--- start ---

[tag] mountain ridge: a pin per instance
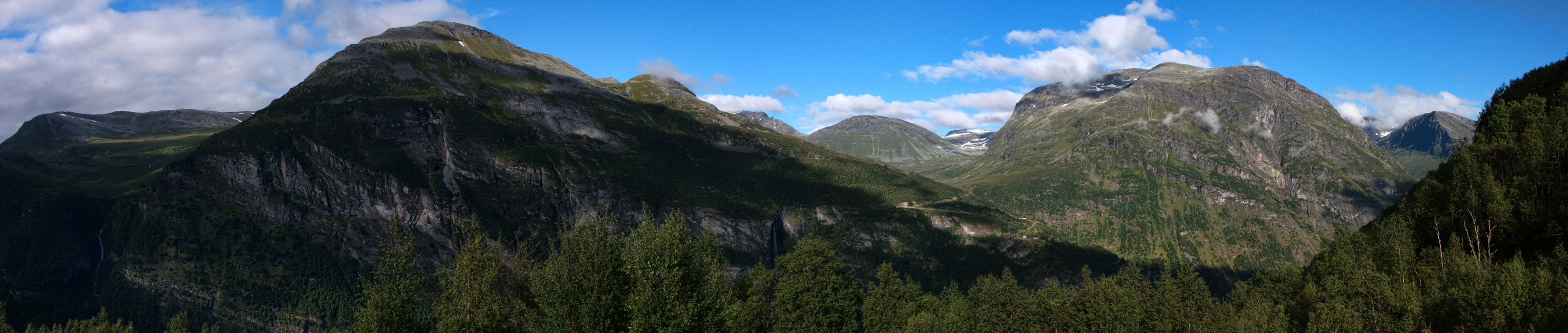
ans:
(1236, 167)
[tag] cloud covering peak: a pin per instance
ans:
(1111, 41)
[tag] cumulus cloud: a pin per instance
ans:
(1109, 41)
(349, 21)
(87, 57)
(1385, 109)
(784, 93)
(730, 103)
(952, 112)
(667, 69)
(1198, 43)
(1059, 65)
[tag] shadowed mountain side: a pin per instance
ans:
(1227, 167)
(1427, 140)
(49, 249)
(767, 121)
(270, 224)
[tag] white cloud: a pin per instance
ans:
(994, 101)
(1253, 63)
(952, 112)
(1211, 121)
(1029, 38)
(1198, 43)
(667, 69)
(1062, 63)
(730, 103)
(349, 21)
(1384, 109)
(87, 57)
(1109, 41)
(1175, 57)
(784, 92)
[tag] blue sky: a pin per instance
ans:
(1386, 60)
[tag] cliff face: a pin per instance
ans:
(1427, 140)
(1234, 167)
(441, 123)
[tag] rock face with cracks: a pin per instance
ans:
(1227, 167)
(270, 224)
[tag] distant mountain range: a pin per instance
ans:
(889, 140)
(767, 121)
(270, 224)
(1427, 140)
(1228, 167)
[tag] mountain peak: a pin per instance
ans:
(889, 140)
(769, 121)
(1427, 140)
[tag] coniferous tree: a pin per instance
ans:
(179, 324)
(392, 297)
(891, 302)
(1048, 308)
(1001, 304)
(98, 324)
(814, 291)
(1108, 304)
(471, 294)
(1178, 302)
(581, 288)
(753, 312)
(678, 282)
(5, 327)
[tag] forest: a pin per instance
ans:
(1476, 245)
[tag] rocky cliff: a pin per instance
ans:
(1230, 167)
(1427, 140)
(889, 140)
(270, 224)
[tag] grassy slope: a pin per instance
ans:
(250, 271)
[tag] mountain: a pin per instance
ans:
(767, 121)
(1427, 140)
(109, 153)
(270, 224)
(970, 137)
(1227, 167)
(889, 140)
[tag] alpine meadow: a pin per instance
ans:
(438, 178)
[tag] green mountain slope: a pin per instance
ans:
(769, 121)
(1476, 245)
(110, 153)
(1427, 140)
(1233, 167)
(889, 140)
(268, 225)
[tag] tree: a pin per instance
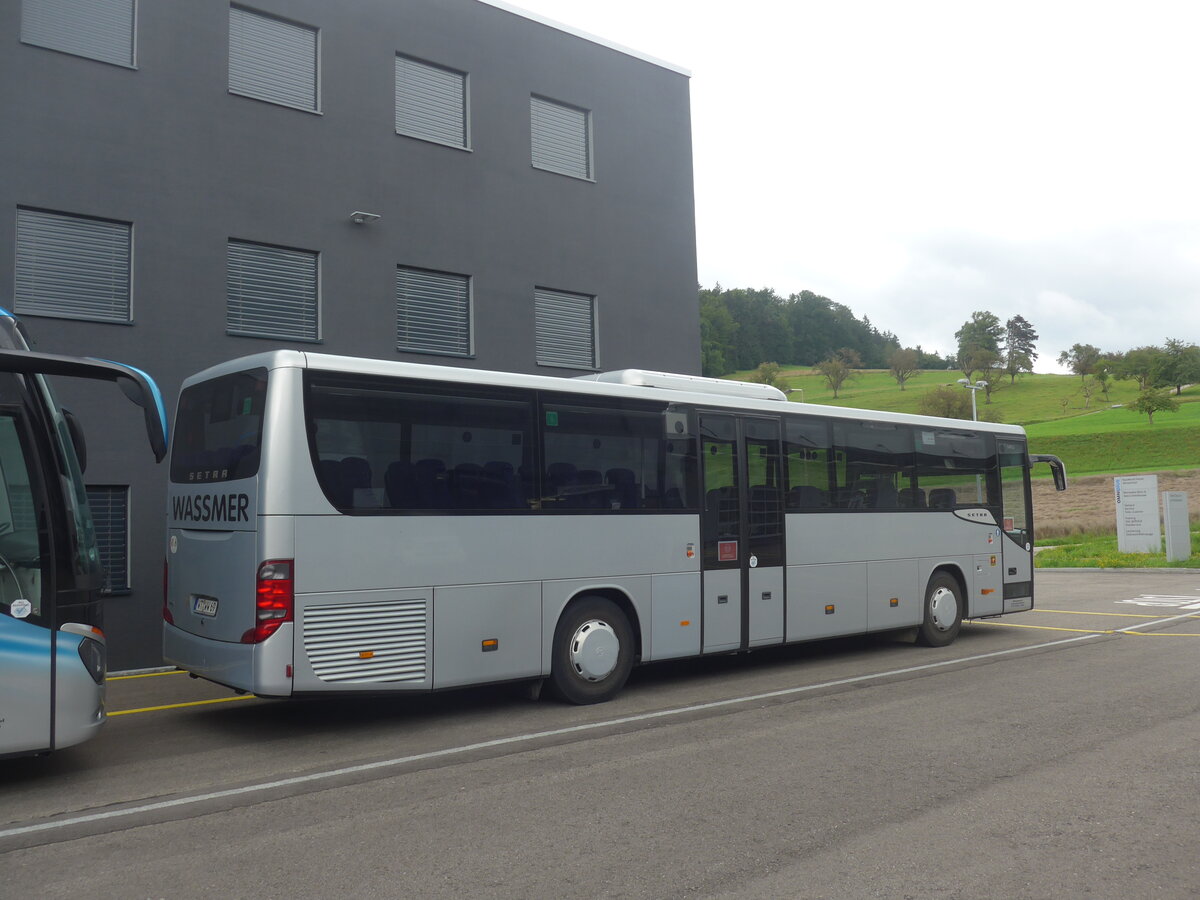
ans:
(978, 342)
(904, 364)
(717, 334)
(1103, 376)
(1087, 389)
(769, 373)
(1181, 366)
(1152, 401)
(1139, 365)
(983, 329)
(947, 402)
(1020, 339)
(1080, 359)
(977, 359)
(839, 367)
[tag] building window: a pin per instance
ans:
(111, 513)
(431, 102)
(561, 137)
(271, 292)
(565, 331)
(432, 312)
(72, 267)
(97, 29)
(274, 60)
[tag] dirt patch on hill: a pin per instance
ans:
(1089, 503)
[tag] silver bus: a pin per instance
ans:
(351, 525)
(52, 648)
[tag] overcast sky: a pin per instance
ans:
(921, 160)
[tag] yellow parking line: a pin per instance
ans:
(1045, 628)
(1090, 631)
(1119, 615)
(180, 706)
(144, 675)
(1163, 634)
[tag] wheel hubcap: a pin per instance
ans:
(594, 651)
(943, 609)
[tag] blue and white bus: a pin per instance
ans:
(348, 525)
(52, 647)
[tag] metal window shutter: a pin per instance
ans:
(273, 60)
(561, 141)
(72, 268)
(432, 312)
(96, 29)
(109, 513)
(565, 329)
(271, 292)
(431, 102)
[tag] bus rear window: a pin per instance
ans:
(219, 429)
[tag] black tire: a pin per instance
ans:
(593, 652)
(941, 622)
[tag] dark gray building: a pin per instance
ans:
(435, 180)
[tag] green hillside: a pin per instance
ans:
(1102, 437)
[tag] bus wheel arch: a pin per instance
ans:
(943, 607)
(594, 649)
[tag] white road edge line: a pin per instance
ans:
(519, 738)
(1156, 622)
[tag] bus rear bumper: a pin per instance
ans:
(262, 669)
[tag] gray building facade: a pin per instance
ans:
(185, 183)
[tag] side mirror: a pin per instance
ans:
(1056, 468)
(77, 438)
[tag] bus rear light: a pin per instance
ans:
(274, 599)
(91, 654)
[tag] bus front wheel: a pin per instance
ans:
(943, 611)
(593, 652)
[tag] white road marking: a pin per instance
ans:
(520, 738)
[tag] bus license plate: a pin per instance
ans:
(204, 605)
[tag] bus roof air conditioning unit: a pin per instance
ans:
(696, 384)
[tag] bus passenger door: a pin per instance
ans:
(742, 532)
(1015, 525)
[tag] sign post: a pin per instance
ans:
(1138, 529)
(1179, 533)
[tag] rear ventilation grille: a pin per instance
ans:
(367, 642)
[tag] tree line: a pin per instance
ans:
(743, 328)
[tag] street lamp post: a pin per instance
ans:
(973, 389)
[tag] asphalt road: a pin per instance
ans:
(1053, 754)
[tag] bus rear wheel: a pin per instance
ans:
(943, 611)
(593, 652)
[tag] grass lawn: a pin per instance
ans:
(1032, 399)
(1099, 551)
(1097, 439)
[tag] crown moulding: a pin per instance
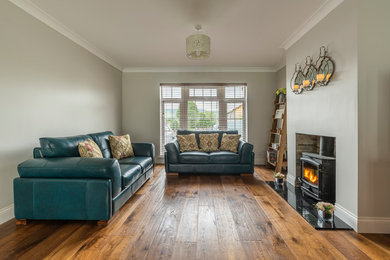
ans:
(313, 20)
(32, 9)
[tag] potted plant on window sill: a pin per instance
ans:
(281, 92)
(325, 210)
(279, 178)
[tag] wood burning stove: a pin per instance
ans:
(318, 172)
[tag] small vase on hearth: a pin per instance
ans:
(279, 181)
(325, 215)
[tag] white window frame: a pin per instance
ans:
(185, 98)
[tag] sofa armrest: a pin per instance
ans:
(172, 152)
(73, 168)
(245, 151)
(144, 149)
(37, 152)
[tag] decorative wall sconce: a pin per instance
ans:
(313, 75)
(310, 73)
(296, 83)
(325, 67)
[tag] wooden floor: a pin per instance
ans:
(193, 217)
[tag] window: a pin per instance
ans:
(202, 107)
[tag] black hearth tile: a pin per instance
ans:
(304, 205)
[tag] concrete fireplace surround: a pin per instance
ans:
(350, 108)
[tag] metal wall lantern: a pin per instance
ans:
(310, 73)
(325, 67)
(313, 75)
(297, 79)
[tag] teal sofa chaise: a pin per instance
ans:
(58, 184)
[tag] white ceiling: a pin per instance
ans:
(151, 33)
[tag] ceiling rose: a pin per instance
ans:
(198, 45)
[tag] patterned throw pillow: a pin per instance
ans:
(230, 142)
(89, 149)
(208, 142)
(121, 146)
(187, 143)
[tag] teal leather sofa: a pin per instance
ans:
(220, 162)
(59, 184)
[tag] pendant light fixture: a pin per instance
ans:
(198, 45)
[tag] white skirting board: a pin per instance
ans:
(6, 213)
(374, 225)
(346, 216)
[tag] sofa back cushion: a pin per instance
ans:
(101, 139)
(68, 146)
(197, 132)
(61, 146)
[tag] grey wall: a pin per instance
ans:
(374, 116)
(331, 110)
(281, 78)
(49, 86)
(141, 105)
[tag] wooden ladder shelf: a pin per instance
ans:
(278, 136)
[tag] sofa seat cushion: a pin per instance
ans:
(130, 173)
(194, 157)
(143, 161)
(224, 157)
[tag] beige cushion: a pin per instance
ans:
(89, 149)
(230, 142)
(208, 142)
(187, 143)
(121, 146)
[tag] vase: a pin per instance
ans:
(325, 216)
(282, 96)
(279, 181)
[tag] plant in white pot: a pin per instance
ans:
(325, 210)
(279, 178)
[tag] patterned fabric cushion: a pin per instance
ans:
(187, 143)
(90, 149)
(230, 143)
(121, 146)
(208, 142)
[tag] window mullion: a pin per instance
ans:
(184, 108)
(222, 109)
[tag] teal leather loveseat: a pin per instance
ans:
(219, 162)
(59, 184)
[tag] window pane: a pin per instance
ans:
(235, 92)
(235, 115)
(171, 121)
(202, 92)
(203, 115)
(171, 92)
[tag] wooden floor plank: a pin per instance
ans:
(193, 217)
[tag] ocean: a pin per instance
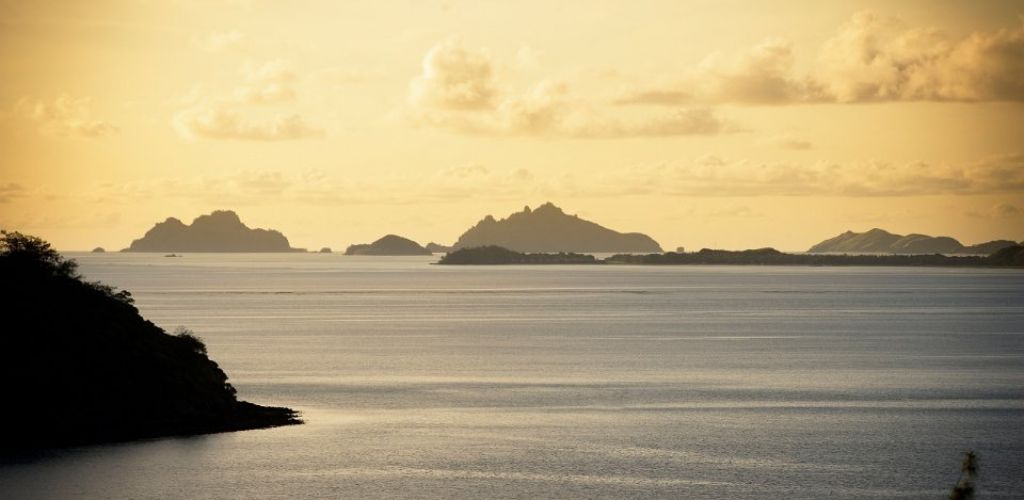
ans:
(603, 381)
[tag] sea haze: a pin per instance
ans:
(427, 381)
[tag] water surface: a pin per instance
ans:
(426, 381)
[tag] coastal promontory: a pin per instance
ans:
(548, 228)
(79, 364)
(221, 231)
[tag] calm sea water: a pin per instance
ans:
(426, 381)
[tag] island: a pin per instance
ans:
(388, 245)
(498, 255)
(881, 241)
(493, 255)
(221, 231)
(81, 366)
(548, 228)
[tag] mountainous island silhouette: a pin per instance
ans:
(388, 245)
(221, 231)
(880, 241)
(81, 366)
(548, 228)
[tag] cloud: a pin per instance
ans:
(226, 124)
(10, 191)
(275, 71)
(66, 116)
(455, 78)
(270, 93)
(223, 118)
(315, 188)
(458, 90)
(870, 58)
(875, 57)
(1003, 210)
(269, 83)
(221, 42)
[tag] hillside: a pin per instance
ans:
(388, 245)
(548, 228)
(880, 241)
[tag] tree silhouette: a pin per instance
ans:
(965, 488)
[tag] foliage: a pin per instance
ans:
(79, 365)
(29, 254)
(190, 339)
(965, 488)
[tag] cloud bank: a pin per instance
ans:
(65, 116)
(458, 89)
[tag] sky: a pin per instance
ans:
(724, 124)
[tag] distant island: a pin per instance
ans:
(388, 245)
(221, 231)
(437, 248)
(1007, 257)
(880, 241)
(548, 228)
(499, 255)
(81, 366)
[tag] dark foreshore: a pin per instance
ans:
(1007, 257)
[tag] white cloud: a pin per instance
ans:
(9, 191)
(225, 124)
(870, 58)
(65, 116)
(716, 177)
(270, 93)
(788, 141)
(274, 71)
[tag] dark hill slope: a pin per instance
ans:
(879, 241)
(548, 228)
(388, 245)
(221, 231)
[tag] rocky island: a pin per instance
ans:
(882, 242)
(388, 245)
(548, 228)
(498, 255)
(221, 231)
(80, 365)
(1008, 257)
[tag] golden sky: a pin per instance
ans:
(726, 124)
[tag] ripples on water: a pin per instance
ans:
(426, 381)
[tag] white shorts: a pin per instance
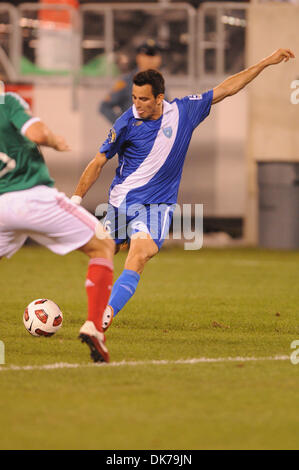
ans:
(45, 215)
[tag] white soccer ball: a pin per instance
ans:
(42, 317)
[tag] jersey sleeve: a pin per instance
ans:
(198, 107)
(18, 110)
(116, 138)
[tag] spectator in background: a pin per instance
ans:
(119, 99)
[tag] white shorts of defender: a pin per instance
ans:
(45, 215)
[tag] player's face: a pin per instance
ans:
(148, 107)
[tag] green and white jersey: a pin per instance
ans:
(22, 165)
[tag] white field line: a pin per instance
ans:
(65, 365)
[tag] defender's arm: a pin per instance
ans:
(235, 83)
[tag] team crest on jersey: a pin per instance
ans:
(137, 123)
(167, 131)
(195, 97)
(112, 136)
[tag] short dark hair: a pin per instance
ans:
(153, 78)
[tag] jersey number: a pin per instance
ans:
(10, 164)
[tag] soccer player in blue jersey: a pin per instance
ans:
(151, 140)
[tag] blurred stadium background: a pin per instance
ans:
(243, 163)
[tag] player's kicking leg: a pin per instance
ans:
(98, 287)
(142, 249)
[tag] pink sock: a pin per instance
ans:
(98, 287)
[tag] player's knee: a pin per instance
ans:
(96, 248)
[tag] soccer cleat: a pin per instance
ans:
(107, 317)
(95, 341)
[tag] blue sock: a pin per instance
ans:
(123, 289)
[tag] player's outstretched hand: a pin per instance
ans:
(60, 144)
(280, 55)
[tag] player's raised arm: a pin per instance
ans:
(235, 83)
(40, 134)
(89, 176)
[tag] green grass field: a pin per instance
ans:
(206, 304)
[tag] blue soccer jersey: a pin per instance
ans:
(152, 152)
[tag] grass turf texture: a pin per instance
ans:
(210, 303)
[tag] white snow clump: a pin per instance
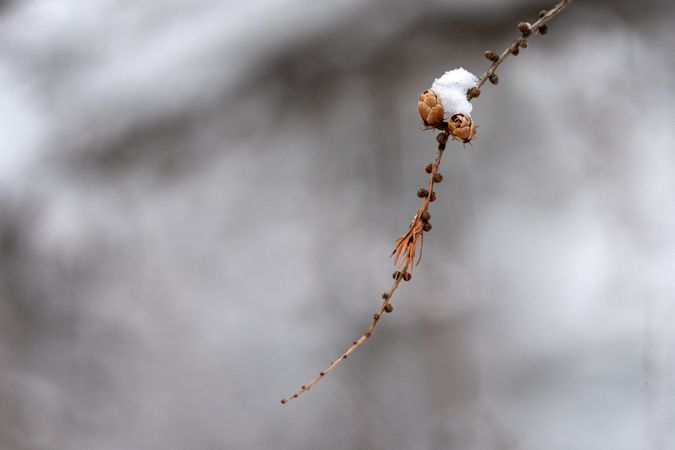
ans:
(451, 88)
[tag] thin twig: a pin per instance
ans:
(401, 274)
(405, 248)
(518, 43)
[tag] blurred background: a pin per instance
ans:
(198, 201)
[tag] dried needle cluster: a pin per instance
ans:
(526, 30)
(460, 128)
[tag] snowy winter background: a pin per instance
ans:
(198, 199)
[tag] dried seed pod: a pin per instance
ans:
(461, 127)
(430, 109)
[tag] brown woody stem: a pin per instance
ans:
(386, 298)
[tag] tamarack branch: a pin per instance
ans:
(405, 248)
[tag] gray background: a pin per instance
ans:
(198, 200)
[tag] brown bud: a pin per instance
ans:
(473, 93)
(524, 28)
(490, 55)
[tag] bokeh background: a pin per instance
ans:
(198, 200)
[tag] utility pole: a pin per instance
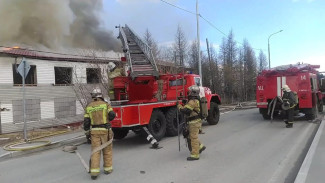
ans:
(198, 40)
(209, 56)
(268, 44)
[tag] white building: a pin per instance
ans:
(50, 88)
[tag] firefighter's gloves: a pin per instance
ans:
(287, 104)
(179, 106)
(184, 101)
(111, 115)
(87, 124)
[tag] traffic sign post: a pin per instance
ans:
(23, 70)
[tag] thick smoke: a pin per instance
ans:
(55, 24)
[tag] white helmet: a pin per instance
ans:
(111, 66)
(194, 91)
(96, 93)
(286, 88)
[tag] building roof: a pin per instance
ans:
(51, 56)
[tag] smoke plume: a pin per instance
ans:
(55, 24)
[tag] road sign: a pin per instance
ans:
(24, 65)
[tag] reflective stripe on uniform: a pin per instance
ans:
(102, 107)
(194, 121)
(95, 129)
(94, 170)
(189, 107)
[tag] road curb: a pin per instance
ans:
(304, 169)
(74, 140)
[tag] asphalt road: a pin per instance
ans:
(242, 148)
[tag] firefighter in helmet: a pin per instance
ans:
(192, 110)
(98, 115)
(288, 105)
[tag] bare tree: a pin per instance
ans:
(180, 46)
(249, 71)
(151, 42)
(194, 57)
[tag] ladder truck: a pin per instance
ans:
(145, 101)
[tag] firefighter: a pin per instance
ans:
(192, 112)
(114, 72)
(97, 116)
(289, 102)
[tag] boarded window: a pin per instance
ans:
(63, 75)
(93, 75)
(33, 110)
(31, 78)
(65, 107)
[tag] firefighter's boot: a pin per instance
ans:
(289, 125)
(202, 148)
(193, 157)
(108, 170)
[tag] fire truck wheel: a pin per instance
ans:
(157, 125)
(214, 114)
(320, 106)
(311, 114)
(120, 133)
(172, 126)
(264, 114)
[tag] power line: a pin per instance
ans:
(178, 7)
(210, 23)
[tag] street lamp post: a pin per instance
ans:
(268, 42)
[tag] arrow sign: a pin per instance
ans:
(23, 67)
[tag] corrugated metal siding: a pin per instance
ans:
(57, 104)
(5, 66)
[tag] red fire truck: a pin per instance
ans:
(301, 78)
(145, 100)
(148, 102)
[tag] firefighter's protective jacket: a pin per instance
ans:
(115, 73)
(191, 110)
(98, 111)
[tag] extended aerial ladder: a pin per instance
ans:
(138, 54)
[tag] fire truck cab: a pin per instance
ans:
(301, 78)
(151, 103)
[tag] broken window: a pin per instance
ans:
(178, 82)
(30, 80)
(93, 75)
(63, 75)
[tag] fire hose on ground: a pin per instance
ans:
(39, 143)
(272, 105)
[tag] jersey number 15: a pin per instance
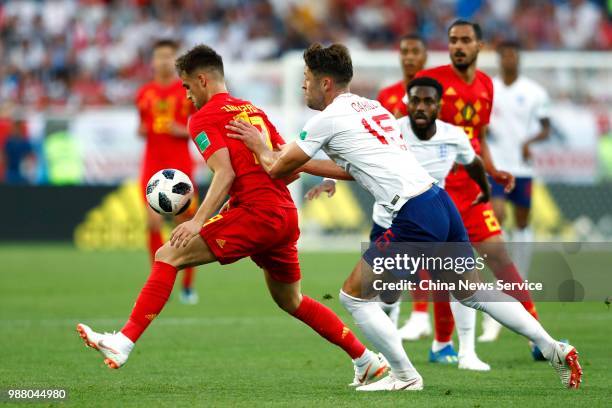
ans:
(388, 132)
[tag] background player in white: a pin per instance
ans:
(364, 142)
(519, 119)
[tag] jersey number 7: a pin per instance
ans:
(260, 124)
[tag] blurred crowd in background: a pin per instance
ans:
(95, 52)
(73, 54)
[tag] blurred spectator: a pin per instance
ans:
(578, 22)
(57, 52)
(18, 155)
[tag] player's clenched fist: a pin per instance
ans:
(326, 186)
(183, 233)
(505, 179)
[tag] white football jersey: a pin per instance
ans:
(437, 155)
(516, 116)
(364, 138)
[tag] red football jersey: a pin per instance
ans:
(159, 107)
(392, 99)
(466, 105)
(252, 184)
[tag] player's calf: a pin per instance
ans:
(195, 253)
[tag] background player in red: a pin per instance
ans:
(467, 102)
(260, 222)
(413, 57)
(164, 110)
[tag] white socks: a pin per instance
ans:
(392, 310)
(522, 250)
(506, 310)
(465, 324)
(379, 329)
(439, 345)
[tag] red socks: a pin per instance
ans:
(420, 297)
(509, 273)
(444, 324)
(155, 242)
(325, 322)
(188, 277)
(151, 299)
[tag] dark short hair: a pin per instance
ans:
(412, 36)
(425, 81)
(475, 26)
(200, 56)
(509, 44)
(334, 61)
(166, 42)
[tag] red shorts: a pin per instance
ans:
(267, 234)
(479, 220)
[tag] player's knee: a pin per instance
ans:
(167, 254)
(288, 303)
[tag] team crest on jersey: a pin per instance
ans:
(468, 112)
(443, 151)
(202, 141)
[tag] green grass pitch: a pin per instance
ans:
(235, 348)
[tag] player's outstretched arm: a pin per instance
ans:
(326, 186)
(477, 173)
(277, 164)
(325, 168)
(223, 177)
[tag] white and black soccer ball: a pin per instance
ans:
(169, 192)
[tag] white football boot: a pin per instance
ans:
(392, 310)
(417, 326)
(473, 363)
(490, 329)
(114, 347)
(564, 360)
(375, 367)
(391, 383)
(189, 297)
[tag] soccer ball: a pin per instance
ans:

--- end ---

→ **Request**: Print exactly the lines from the one with "[tag] background player in red: a" through the end of the data, inclusive.

→ **Reply**:
[tag] background player in red: a pin per instance
ans:
(467, 102)
(260, 222)
(413, 57)
(164, 110)
[tag] white socks: a pin per instance
ans:
(392, 310)
(522, 250)
(506, 310)
(465, 324)
(379, 329)
(439, 345)
[tag] red socks: a pin per instance
ans:
(420, 297)
(509, 273)
(444, 324)
(155, 242)
(325, 322)
(188, 277)
(151, 299)
[tag] dark short hair: a pin per instance
ans:
(412, 36)
(425, 81)
(475, 26)
(200, 56)
(509, 44)
(334, 61)
(166, 42)
[tag] red shorts: a pin per instance
ans:
(267, 234)
(479, 220)
[tag] player's knee: a pin per instance
ans:
(167, 254)
(288, 303)
[tag] team crest on jersey: a pin per instance
ans:
(468, 112)
(443, 151)
(202, 141)
[tag] green grass pitch: a pin per instance
ans:
(235, 348)
[tag] player's outstretched arm: a pin per instance
ans:
(326, 186)
(477, 173)
(277, 164)
(325, 168)
(223, 177)
[tag] white and black soccer ball: a pin per instance
ans:
(169, 192)
[tag] white football boot: a pin per instance
ans:
(392, 310)
(417, 326)
(473, 363)
(490, 329)
(114, 347)
(564, 360)
(375, 367)
(391, 383)
(189, 297)
[tag] soccer ball: a pin per instance
ans:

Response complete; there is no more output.